### Exercise objective
Rewrite the items from the line with "the guitar headstock" to the line with "(1129, 318)", replacing "headstock" with "fretboard" and keeping everything else the same.

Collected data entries
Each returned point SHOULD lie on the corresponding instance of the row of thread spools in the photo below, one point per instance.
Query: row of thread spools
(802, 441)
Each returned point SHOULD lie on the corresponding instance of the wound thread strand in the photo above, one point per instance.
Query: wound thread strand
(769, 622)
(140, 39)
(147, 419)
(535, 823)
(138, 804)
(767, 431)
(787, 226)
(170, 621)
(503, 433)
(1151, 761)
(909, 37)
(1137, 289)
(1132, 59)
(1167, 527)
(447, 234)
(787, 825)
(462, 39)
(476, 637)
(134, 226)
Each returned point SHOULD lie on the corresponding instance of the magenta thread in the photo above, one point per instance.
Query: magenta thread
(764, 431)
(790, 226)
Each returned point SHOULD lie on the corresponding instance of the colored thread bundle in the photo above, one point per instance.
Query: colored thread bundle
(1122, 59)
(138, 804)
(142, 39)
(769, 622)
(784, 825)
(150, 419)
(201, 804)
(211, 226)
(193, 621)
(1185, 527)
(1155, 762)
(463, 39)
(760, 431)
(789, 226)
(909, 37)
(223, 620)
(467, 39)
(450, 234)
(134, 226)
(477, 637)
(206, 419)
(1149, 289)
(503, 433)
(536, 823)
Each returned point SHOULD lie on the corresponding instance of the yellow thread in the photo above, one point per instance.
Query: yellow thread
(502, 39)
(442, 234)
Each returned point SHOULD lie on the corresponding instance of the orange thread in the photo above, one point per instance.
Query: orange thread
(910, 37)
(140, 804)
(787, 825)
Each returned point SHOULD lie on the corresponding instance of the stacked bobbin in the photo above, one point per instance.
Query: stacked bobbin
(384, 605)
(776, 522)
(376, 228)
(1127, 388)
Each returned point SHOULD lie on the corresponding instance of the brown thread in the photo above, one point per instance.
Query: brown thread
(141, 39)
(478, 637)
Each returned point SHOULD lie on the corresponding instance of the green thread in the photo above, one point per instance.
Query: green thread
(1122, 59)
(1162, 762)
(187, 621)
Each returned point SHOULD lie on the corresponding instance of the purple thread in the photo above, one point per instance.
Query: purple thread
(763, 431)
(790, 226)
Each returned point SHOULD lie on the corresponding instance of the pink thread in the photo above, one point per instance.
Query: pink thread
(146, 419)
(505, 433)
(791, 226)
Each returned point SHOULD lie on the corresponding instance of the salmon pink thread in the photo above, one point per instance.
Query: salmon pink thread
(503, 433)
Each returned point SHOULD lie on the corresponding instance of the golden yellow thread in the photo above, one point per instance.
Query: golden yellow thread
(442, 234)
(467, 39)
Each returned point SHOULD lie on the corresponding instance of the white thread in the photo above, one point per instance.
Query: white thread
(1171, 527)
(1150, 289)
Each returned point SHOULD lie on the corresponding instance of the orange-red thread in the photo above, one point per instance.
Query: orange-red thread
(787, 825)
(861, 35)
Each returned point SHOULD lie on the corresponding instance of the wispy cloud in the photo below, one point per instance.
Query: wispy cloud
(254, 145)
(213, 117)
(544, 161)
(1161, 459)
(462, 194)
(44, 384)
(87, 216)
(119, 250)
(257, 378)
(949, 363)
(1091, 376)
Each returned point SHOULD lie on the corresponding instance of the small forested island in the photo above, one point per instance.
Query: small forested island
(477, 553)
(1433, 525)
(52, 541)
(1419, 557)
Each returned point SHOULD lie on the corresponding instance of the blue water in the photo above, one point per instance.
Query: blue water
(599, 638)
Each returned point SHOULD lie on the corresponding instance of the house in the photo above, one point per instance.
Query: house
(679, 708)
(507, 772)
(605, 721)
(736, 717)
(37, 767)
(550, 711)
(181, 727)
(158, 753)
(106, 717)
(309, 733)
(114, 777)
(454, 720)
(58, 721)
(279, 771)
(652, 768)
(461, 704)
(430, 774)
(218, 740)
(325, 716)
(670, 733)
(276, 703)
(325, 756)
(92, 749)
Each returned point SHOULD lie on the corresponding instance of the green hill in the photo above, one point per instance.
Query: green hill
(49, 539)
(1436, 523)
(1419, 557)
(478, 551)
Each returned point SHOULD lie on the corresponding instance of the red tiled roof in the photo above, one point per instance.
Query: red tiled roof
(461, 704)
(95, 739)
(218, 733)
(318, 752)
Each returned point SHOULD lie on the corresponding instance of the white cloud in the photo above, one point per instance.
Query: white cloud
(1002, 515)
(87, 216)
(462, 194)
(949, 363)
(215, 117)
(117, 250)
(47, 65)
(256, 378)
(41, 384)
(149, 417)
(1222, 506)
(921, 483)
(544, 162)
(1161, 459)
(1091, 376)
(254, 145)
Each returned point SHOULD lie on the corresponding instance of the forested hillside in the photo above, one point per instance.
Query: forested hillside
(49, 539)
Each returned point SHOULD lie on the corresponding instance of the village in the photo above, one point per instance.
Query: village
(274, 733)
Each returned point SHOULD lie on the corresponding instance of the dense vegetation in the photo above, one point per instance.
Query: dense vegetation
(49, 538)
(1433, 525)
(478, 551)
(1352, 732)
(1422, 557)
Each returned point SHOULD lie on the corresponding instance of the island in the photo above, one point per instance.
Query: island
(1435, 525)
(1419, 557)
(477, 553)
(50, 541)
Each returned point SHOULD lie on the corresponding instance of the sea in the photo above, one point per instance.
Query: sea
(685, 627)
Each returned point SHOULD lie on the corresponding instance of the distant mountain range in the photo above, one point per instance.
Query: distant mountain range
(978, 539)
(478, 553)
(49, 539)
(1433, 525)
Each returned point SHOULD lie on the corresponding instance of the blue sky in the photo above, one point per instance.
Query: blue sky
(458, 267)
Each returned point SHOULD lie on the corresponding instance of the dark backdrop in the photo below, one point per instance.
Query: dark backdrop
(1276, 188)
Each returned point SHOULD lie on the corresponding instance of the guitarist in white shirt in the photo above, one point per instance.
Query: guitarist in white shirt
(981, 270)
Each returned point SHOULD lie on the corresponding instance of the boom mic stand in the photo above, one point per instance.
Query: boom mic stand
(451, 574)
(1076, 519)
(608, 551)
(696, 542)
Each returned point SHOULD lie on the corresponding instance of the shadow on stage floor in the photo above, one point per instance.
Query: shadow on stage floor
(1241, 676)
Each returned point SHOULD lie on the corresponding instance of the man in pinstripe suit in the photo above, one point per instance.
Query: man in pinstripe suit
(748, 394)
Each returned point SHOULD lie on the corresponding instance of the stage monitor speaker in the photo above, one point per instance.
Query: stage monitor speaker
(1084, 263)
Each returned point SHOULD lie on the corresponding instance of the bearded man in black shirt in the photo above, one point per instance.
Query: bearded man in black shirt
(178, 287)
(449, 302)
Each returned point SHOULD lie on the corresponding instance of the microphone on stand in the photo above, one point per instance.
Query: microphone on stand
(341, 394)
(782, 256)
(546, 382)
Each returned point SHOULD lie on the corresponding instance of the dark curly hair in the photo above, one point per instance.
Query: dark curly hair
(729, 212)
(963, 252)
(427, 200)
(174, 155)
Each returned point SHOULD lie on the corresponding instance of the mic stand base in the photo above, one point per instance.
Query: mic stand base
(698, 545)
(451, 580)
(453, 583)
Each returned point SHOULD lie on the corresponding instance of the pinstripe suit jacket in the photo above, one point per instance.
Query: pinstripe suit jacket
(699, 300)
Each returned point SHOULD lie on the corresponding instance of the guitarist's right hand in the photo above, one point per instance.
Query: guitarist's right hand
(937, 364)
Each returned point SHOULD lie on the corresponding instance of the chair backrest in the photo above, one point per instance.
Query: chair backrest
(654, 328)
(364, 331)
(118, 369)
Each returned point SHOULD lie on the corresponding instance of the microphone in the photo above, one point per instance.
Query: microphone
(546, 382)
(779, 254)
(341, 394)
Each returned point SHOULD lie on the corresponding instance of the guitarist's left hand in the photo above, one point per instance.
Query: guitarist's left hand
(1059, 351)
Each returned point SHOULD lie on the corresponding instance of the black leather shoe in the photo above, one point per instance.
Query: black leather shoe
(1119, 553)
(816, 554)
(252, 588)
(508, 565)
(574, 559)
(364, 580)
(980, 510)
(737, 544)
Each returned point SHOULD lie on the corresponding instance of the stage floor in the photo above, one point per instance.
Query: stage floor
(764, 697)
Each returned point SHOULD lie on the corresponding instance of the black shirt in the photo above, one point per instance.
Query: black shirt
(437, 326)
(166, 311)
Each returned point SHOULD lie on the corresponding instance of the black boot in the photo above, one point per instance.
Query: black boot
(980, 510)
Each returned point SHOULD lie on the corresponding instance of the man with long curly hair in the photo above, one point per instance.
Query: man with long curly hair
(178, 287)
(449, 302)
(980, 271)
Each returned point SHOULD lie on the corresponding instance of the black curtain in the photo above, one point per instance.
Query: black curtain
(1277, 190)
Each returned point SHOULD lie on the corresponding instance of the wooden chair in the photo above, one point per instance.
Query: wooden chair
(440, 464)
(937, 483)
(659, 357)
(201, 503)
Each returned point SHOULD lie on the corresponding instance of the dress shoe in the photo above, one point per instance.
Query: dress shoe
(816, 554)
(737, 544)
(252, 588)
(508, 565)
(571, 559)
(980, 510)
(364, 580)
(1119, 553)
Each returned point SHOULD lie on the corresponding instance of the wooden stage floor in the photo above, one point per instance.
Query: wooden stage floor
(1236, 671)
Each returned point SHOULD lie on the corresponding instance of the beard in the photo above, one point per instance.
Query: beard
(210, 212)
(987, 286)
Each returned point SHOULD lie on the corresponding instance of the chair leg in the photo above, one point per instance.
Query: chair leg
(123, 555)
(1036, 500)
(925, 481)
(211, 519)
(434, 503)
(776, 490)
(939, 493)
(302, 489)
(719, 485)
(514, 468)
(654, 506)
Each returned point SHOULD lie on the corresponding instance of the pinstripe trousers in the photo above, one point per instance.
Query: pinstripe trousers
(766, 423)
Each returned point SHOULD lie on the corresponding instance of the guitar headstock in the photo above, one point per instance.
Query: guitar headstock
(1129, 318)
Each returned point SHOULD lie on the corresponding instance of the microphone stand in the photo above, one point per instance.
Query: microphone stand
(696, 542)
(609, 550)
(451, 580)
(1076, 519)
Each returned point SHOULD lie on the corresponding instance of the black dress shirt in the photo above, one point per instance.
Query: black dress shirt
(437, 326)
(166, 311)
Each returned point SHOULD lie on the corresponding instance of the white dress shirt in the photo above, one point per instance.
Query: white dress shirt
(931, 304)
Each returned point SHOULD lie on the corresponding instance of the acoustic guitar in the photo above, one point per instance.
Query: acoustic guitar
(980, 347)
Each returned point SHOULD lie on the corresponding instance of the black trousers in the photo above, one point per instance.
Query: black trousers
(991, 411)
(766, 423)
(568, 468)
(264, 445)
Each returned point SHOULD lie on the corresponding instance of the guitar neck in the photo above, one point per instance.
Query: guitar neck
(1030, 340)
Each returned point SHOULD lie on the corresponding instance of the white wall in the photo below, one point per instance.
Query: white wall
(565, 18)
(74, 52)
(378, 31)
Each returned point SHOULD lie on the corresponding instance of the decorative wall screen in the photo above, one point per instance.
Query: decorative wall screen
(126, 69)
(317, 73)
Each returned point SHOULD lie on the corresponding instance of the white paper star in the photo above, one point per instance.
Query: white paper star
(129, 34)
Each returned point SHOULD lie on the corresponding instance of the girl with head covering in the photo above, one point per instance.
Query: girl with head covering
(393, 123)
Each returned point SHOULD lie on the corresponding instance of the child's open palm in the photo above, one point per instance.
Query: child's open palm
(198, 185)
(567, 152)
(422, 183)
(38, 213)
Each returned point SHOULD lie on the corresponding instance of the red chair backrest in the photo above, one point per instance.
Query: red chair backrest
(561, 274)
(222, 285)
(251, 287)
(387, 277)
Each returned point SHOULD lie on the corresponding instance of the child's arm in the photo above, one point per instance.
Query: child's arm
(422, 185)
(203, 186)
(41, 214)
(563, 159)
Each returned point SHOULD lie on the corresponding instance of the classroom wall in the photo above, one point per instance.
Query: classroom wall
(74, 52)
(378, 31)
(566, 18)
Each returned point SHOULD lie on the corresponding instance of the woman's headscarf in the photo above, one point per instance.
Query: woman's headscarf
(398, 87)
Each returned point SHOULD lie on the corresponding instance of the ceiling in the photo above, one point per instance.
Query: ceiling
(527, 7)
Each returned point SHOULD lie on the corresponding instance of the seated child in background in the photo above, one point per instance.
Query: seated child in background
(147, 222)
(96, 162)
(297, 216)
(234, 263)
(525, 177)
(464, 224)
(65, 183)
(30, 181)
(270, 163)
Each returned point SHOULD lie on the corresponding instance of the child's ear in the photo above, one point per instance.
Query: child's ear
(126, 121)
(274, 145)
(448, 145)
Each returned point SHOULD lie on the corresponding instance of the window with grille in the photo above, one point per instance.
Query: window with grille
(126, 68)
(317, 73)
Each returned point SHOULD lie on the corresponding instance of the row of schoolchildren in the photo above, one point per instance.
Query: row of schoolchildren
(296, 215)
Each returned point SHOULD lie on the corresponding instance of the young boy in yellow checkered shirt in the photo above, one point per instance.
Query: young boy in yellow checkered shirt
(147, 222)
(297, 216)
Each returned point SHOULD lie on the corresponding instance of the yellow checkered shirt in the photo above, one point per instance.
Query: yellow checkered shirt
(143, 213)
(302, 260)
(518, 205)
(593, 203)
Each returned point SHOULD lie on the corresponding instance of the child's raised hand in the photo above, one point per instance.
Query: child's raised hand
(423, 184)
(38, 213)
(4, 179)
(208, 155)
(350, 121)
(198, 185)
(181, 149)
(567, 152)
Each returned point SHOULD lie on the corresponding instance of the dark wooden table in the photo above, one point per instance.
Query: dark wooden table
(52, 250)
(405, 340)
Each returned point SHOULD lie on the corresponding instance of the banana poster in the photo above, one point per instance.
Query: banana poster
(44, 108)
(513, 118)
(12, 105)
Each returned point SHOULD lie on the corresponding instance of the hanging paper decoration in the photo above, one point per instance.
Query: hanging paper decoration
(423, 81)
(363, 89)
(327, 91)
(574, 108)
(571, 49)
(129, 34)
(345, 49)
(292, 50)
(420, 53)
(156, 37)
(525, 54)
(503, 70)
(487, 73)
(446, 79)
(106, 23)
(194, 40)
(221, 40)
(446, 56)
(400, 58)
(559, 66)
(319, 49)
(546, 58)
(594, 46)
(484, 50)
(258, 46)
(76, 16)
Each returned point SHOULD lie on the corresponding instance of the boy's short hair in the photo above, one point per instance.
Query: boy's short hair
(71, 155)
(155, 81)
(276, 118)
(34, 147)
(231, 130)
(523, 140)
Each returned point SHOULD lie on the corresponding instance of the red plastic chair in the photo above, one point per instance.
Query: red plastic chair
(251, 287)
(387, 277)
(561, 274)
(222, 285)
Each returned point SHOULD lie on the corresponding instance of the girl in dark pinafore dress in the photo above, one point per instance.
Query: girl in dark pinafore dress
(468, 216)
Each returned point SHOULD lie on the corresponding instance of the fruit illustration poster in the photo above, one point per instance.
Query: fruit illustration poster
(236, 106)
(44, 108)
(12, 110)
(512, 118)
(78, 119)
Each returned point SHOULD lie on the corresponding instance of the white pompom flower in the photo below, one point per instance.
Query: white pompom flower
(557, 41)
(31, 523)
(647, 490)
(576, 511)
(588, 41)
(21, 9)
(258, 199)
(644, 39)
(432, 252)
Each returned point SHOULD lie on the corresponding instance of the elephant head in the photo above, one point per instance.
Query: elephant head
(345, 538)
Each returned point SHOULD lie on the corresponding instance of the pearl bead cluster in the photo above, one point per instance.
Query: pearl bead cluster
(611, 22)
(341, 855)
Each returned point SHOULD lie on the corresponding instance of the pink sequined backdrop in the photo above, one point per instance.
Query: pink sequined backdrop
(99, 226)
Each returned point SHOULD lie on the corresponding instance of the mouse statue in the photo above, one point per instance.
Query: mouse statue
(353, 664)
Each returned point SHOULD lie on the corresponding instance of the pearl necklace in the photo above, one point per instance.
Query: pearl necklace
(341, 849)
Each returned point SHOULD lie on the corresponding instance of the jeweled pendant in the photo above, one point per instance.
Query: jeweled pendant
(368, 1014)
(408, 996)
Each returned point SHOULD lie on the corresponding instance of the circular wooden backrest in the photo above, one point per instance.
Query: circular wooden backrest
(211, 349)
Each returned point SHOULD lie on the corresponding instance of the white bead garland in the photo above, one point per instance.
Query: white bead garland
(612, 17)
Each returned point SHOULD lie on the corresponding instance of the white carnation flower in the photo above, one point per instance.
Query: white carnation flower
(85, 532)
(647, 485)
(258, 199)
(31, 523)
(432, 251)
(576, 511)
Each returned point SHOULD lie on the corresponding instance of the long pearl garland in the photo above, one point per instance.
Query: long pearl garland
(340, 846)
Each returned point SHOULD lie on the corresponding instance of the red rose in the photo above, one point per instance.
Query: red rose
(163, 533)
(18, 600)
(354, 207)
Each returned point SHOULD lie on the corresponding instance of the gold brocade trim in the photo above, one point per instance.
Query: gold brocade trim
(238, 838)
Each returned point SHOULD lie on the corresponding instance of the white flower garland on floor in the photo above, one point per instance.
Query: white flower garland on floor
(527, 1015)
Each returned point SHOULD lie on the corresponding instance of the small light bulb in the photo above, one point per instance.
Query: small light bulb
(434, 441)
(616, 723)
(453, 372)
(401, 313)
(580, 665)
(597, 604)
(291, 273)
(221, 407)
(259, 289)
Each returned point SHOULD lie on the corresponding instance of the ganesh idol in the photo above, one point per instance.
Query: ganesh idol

### Worked answer
Each returned point SHOULD lie on the corresponding instance of the guitar fretboard in the photo above, one point per instance.
Query: guitar fretboard
(1129, 318)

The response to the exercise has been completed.